WHAT THE EXERCISE ASKS: Extract every line below that contains the word "shirt", copying each one in full.

RECORDED INFORMATION:
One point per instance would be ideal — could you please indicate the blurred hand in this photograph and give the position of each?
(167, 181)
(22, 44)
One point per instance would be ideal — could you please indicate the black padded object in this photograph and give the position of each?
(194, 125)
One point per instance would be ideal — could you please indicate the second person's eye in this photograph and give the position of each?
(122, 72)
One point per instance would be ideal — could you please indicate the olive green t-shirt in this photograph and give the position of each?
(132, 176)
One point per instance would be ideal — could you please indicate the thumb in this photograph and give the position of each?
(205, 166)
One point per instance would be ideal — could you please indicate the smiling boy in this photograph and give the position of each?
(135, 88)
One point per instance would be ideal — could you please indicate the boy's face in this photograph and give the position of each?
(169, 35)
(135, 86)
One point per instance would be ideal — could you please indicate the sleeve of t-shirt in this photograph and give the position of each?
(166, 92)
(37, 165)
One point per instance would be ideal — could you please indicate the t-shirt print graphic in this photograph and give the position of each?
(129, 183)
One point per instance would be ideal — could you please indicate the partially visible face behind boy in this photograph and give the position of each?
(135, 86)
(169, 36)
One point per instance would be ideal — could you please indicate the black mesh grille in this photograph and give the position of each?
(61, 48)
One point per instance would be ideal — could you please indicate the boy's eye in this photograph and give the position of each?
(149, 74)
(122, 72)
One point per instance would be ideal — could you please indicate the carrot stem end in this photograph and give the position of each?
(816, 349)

==

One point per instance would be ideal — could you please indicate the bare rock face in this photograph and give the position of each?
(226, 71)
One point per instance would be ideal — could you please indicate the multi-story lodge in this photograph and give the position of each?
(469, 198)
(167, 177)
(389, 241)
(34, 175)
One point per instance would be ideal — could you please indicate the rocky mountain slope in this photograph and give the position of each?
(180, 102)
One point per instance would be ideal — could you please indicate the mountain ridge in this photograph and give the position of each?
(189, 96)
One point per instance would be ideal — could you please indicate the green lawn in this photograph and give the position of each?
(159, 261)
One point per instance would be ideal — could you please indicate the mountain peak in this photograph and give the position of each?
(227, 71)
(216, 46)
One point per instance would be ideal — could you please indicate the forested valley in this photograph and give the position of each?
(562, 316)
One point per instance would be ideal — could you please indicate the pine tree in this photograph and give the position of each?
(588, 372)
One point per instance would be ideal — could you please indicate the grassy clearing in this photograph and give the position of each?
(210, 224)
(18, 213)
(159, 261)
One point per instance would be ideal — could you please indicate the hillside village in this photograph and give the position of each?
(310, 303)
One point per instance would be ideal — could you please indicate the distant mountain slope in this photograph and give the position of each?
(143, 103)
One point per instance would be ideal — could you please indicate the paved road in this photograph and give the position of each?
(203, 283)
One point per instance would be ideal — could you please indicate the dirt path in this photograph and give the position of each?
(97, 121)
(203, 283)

==

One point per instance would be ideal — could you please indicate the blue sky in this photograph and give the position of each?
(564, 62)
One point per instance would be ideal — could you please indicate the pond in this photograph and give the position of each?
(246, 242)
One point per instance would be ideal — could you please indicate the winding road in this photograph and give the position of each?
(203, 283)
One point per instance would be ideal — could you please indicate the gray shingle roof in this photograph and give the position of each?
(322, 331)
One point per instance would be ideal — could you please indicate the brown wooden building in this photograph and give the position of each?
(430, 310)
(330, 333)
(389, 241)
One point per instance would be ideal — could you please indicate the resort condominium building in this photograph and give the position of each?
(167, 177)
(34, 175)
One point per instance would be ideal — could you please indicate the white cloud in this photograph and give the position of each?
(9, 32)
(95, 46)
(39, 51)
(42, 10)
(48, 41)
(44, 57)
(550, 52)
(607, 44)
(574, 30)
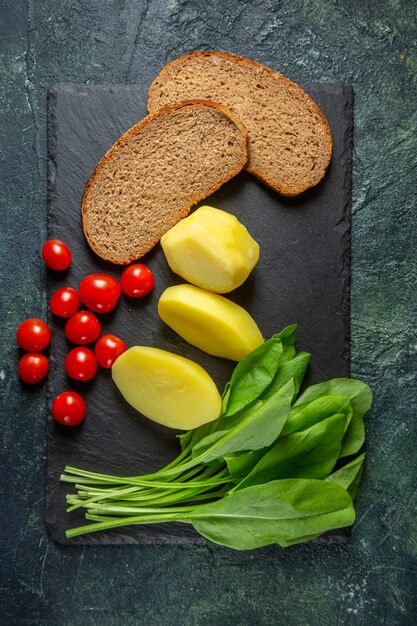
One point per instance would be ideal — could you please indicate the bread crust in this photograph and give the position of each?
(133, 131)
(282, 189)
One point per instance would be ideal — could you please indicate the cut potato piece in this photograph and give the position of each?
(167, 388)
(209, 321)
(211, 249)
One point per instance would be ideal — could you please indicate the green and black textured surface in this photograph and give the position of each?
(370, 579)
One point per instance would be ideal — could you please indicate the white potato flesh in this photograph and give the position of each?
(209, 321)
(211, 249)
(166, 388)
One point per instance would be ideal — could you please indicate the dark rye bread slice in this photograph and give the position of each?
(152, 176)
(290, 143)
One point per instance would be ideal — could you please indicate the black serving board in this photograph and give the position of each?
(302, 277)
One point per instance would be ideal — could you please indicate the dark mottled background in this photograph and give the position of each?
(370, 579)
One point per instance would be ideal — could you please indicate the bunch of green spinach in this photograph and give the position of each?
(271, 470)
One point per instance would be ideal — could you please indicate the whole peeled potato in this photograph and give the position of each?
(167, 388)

WRITTEN SOLUTION:
One point per instance would be ideal — could you please indicate the olive green t-shirt in this photograph and give the position of each?
One point per instance would be ideal — could you please indicate the sleeve of t-shirt in this photograph and give the position of each?
One point per instance would be ideal — could you please indicate the t-shirt print graphic in this photograph and give the position of each?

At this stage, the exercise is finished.